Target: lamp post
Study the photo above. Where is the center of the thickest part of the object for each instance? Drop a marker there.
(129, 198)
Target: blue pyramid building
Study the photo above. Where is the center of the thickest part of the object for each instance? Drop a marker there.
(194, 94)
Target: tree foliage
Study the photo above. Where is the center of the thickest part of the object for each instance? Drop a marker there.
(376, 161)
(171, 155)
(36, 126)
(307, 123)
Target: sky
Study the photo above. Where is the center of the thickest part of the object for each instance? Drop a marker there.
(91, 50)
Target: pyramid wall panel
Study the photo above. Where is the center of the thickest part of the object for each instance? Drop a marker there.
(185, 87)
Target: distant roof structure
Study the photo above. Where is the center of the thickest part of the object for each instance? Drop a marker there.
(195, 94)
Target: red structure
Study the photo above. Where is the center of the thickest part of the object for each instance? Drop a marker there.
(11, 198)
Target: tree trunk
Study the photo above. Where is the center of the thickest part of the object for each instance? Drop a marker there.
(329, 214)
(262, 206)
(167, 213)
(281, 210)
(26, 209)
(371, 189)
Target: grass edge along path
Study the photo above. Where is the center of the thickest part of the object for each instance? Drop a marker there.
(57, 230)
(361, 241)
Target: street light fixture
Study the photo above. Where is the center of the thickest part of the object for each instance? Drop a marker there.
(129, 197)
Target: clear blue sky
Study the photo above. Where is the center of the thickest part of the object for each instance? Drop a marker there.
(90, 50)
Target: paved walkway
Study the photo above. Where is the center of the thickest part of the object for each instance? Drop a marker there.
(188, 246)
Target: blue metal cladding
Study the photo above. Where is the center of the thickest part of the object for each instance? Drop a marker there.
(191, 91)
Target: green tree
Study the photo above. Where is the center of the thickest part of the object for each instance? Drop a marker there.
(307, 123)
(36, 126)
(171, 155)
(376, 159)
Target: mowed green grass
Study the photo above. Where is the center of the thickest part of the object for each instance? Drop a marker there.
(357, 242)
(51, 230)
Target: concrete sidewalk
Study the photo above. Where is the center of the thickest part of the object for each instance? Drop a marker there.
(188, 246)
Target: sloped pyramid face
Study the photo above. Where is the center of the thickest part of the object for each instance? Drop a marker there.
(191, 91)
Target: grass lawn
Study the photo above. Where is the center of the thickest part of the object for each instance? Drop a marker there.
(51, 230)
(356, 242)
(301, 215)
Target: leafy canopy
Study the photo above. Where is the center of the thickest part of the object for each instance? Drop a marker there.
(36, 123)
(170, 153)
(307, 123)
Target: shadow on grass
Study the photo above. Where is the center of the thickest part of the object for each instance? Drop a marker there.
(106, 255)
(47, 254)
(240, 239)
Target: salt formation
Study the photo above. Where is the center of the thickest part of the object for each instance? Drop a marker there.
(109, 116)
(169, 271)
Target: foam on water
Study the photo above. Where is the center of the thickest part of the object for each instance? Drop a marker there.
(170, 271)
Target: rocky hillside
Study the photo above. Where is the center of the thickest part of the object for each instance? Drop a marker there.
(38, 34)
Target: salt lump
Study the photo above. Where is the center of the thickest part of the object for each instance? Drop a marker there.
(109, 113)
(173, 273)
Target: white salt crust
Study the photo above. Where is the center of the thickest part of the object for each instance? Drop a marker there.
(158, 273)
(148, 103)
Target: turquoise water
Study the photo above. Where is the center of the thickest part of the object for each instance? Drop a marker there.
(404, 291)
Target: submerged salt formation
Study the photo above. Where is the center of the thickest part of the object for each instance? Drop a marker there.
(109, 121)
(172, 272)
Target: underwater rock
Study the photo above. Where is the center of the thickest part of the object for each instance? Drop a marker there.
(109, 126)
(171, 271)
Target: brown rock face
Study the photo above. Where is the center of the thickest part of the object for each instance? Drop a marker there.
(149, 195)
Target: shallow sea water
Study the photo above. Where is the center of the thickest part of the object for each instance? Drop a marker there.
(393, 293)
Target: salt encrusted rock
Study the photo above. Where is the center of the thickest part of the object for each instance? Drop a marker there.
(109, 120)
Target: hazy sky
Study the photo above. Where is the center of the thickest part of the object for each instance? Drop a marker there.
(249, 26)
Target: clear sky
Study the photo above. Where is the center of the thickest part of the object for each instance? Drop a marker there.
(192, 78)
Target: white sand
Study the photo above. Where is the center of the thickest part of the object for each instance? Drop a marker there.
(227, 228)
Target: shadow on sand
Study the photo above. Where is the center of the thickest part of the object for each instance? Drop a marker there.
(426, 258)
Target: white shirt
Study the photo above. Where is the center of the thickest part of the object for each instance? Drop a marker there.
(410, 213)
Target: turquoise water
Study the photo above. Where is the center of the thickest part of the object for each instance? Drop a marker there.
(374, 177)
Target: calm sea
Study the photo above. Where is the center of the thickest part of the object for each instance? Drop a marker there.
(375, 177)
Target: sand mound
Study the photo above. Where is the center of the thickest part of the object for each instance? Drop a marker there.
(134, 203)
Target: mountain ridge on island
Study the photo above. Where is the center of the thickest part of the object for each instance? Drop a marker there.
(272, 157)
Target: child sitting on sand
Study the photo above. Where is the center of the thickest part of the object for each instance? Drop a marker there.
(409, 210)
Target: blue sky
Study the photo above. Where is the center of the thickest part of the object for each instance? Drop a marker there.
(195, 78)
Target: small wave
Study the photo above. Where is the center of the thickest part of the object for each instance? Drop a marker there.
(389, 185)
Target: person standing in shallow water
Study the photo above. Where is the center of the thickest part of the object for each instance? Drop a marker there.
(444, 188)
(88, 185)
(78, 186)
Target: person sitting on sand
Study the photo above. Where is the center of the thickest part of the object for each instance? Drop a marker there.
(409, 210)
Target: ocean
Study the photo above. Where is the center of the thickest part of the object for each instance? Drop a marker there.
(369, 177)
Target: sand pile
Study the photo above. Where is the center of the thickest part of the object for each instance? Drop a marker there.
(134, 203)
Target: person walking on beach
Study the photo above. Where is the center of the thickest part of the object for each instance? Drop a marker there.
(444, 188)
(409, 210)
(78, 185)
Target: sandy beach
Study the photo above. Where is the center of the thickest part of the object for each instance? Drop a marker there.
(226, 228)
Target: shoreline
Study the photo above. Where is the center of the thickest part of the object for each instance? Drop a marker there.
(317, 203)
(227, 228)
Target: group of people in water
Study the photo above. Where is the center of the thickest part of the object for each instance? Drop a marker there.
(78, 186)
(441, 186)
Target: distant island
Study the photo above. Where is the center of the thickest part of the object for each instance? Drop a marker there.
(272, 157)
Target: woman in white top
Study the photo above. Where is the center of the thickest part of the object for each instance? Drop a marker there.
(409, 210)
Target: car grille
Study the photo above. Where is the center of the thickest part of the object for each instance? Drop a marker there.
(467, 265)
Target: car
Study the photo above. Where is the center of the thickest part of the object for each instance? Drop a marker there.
------------------------------------------------------------------------
TASK DIRECTIONS —
Would you write out each entry precisely as it is given?

RESPONSE AREA —
Target: lamp post
Study the photo above. Where is the center of the thickest part of the object for each instance? Drop a marker there.
(129, 198)
Target: blue pyramid building
Study the photo above. Where is the center of the thickest part of the object for each instance? Drop a marker there.
(194, 94)
Target: tree foliage
Study the photo above. Where is the center of the thickest part of the object for each instance? Drop a marker there.
(376, 161)
(171, 155)
(36, 126)
(307, 123)
Target: sky
Study the photo above. Where is the center of the thickest part of the object for each instance? Drop a marker there.
(91, 50)
Target: pyramid wall panel
Study the photo above. Where is the center of the thickest part of the object for each instance? Drop a marker there.
(185, 87)
Target: distant roof structure
Study the photo above. Where is the center of the thickest part of the object for each instance? Drop a marker there.
(195, 94)
Target: red structure
Study the photo above. Where is the center of the thickest part of the object for each instance? Drop a marker there.
(11, 198)
Target: tree trunk
Study the photo above. Where is the center of the thickest part of the object for each instance? Drop a marker there.
(329, 214)
(262, 206)
(167, 213)
(281, 210)
(26, 209)
(371, 189)
Target: grass edge along path
Study the photo above. Where is the center of the thickest part of the object for each instance? Drop a marker there.
(57, 230)
(361, 241)
Target: street light fixture
Study the photo above. Where is the center of the thickest part of the object for each instance? Drop a marker there.
(129, 197)
Target: clear blue sky
Study the photo above. Where is the center of the thickest part of the object for each instance? Drop a marker there.
(90, 50)
Target: paved walkway
Study the photo above. Where is the center of the thickest part of the object for each instance? Drop a marker there.
(188, 246)
Target: blue metal cladding
Study the photo above. Where is the center of the thickest part of the object for each instance? Drop a marker there.
(191, 91)
Target: green tree
Study the photo above. Where is the center of the thickest part of the object for each instance? Drop a marker there.
(307, 123)
(36, 126)
(171, 155)
(376, 159)
Target: mowed green grass
Study the photo above. Where is the center of the thickest part of the object for each instance? Drop a marker there.
(357, 242)
(51, 230)
Target: concrete sidewalk
Study the photo above. Where is the center of the thickest part of the object for each instance? Drop a marker there.
(188, 246)
Target: sloped pyramid face
Study the photo above. Where is the center of the thickest part of the object for each instance? Drop a marker there.
(191, 91)
Target: grass lawn
Study the photo above. Where is the center of the thickest part of the object for each instance? Drop a marker there.
(51, 230)
(356, 242)
(301, 215)
Target: leafy canopy
Study the photo above. Where is the center of the thickest part of the object for each instance? Drop a marker there.
(36, 123)
(170, 153)
(307, 123)
Target: shadow on grass
Study the photo above. Where is the center of the thickest part of the object for each instance? Drop a marker there.
(106, 255)
(47, 254)
(240, 239)
Target: salt formation
Study the photo above. Where is the center of the thickest part of the object for each instance? Drop a marker there.
(109, 116)
(169, 271)
Target: foam on water
Study the photo above. Where is the center of the thickest part of the object for each instance? Drop a marker there.
(170, 271)
Target: rocky hillside
Study the photo above. Where is the center of the thickest part of the object for each instance? Drop a marker there.
(38, 34)
Target: salt lump
Study the photo above. Where is the center of the thickest part of the object for each instance? Drop a marker there.
(109, 113)
(173, 273)
Target: white salt crust
Study the photo above. Where is the center of the thickest part of the object for each instance? Drop a marker there.
(158, 273)
(148, 103)
Target: turquoise water
Study the photo above. Where is the center of the thickest part of the object for each instance? Drop a marker there.
(404, 291)
Target: submerged salt formation
Study the photo above. Where is the center of the thickest part of the object for each instance? Drop a marker there.
(109, 121)
(172, 272)
Target: underwater rock
Study the photo above. Where is the center of the thickest part of the object for each instance? Drop a marker there.
(109, 126)
(171, 271)
Target: brown rock face
Study the photo above. Where is the center of the thickest part of the object for each instance? Drop a marker there.
(149, 195)
Target: shallow sea water
Study the photo above. Where is the center of the thickest part of the object for each instance? Drop a marker there.
(393, 293)
Target: salt encrusted rock
Study the photo above. Where is the center of the thickest part of the object for each instance? Drop a marker there.
(109, 120)
Target: hazy sky
Study the photo above. Where is the center of the thickest part of the object for each instance? Drop a marker there.
(249, 26)
Target: clear sky
Study the photo above. Where is the center of the thickest part of the object for each instance? Drop a marker there.
(192, 78)
Target: white sand
Study the photo above. Where is the center of the thickest part of the object for each instance? Drop a marker there.
(227, 228)
Target: shadow on sand
Study the photo above. Where is the center of the thickest part of the object for each instance? Drop a marker there.
(426, 258)
Target: white shirt
Study the photo above. Where is the center of the thickest part of the object for each instance? Drop a marker there.
(410, 213)
Target: turquoise water
Study the photo above. Where is the center of the thickest part of the object for each instance? Drop a marker there.
(374, 177)
Target: calm sea
Study the photo above. Where is the center of the thickest part of the object for each instance? Drop a marker there.
(375, 177)
Target: sand mound
Study the photo above. Where is the center of the thickest part of the object for each instance? Drop a marker there.
(134, 203)
Target: mountain ridge on island
Study the photo above. Where is the center of the thickest part of the object for each instance? Drop a marker there.
(272, 157)
Target: child sitting on sand
Study the photo above. Where is the center of the thickest part of the object for each instance? Drop a marker there.
(409, 210)
Target: blue sky
Study the photo above. Where is the center of the thickest part of the object for each instance? Drop a marker there.
(195, 78)
Target: small wave
Study the photo above. Where is the center of the thickest part of the object for each instance? Drop a marker there.
(389, 185)
Target: person standing in shallow water
Study the photo above. Where is the center of the thickest part of the object for each instance? Drop a marker there.
(444, 188)
(88, 185)
(78, 186)
Target: person sitting on sand
Study the photo above. Where is the center of the thickest part of the object for each instance? Drop a marker there.
(409, 210)
Target: ocean
Study the photo above. Where is the center of the thickest part of the object for each instance? Drop a marker there.
(369, 177)
Target: sand pile
Study the photo above. Where is the center of the thickest part of the object for each instance? Drop a marker there.
(134, 203)
Target: person walking on beach
Study the photo above. Where is the center of the thickest part of the object for each instance? Drop a marker there.
(444, 188)
(409, 210)
(78, 185)
Target: sandy beach
Study the photo above. Where is the center of the thickest part of the object for each instance? Drop a marker there.
(226, 228)
Target: shoreline
Study the photo above. Where is the center of the thickest part of the object for each instance? Drop a marker there.
(317, 203)
(227, 228)
Target: group of people in water
Study the photo above. Where is the center of the thickest part of the object for each instance? Drop a marker there.
(78, 186)
(441, 186)
Target: distant island
Study the photo above. Where is the center of the thickest part of the object for each instance? Drop a marker there.
(272, 157)
Target: woman in white top
Study the photo above. Where is the center of the thickest part of the object for each instance? Drop a marker there.
(409, 210)
Target: car grille
Study the photo above. Where is the center of the thickest part of the object for each instance? Drop a marker there.
(467, 265)
Target: car
Study the photo above. Where is the center of the thickest part of the object for each instance? Drop a marker there.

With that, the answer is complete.